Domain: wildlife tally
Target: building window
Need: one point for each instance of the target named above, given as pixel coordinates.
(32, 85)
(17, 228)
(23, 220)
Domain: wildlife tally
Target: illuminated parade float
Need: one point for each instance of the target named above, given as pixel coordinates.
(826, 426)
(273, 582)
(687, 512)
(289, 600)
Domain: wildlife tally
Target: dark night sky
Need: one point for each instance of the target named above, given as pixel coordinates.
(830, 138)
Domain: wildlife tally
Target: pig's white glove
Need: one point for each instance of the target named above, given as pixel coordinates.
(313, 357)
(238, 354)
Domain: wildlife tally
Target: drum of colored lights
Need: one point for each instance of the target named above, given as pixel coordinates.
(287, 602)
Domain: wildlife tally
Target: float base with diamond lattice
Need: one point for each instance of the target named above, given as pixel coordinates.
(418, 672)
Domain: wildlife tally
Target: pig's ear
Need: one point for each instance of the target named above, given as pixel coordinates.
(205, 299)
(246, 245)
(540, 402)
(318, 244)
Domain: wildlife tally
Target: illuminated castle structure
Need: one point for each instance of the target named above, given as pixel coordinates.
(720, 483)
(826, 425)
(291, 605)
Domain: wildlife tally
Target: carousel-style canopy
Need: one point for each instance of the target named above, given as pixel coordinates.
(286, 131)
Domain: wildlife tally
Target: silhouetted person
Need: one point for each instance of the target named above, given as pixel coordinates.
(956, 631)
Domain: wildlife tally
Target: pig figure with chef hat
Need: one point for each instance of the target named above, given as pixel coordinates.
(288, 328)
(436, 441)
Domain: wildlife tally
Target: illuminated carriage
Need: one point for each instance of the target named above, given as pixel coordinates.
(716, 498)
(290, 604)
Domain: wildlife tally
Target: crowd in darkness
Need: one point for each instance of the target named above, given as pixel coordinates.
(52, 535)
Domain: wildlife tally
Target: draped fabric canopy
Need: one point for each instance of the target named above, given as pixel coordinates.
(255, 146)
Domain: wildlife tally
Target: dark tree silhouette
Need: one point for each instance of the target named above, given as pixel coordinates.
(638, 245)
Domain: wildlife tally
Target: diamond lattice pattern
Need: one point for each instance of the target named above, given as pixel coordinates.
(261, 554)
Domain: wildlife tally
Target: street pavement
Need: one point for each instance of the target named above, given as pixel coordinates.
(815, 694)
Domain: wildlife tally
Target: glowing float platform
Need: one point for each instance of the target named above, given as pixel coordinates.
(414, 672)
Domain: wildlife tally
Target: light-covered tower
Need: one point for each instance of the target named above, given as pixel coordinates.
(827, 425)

====================

◆ **Task prompt**:
Count the lines above that contain the string "lattice", and reply with only the resulting number.

◆ **The output**:
2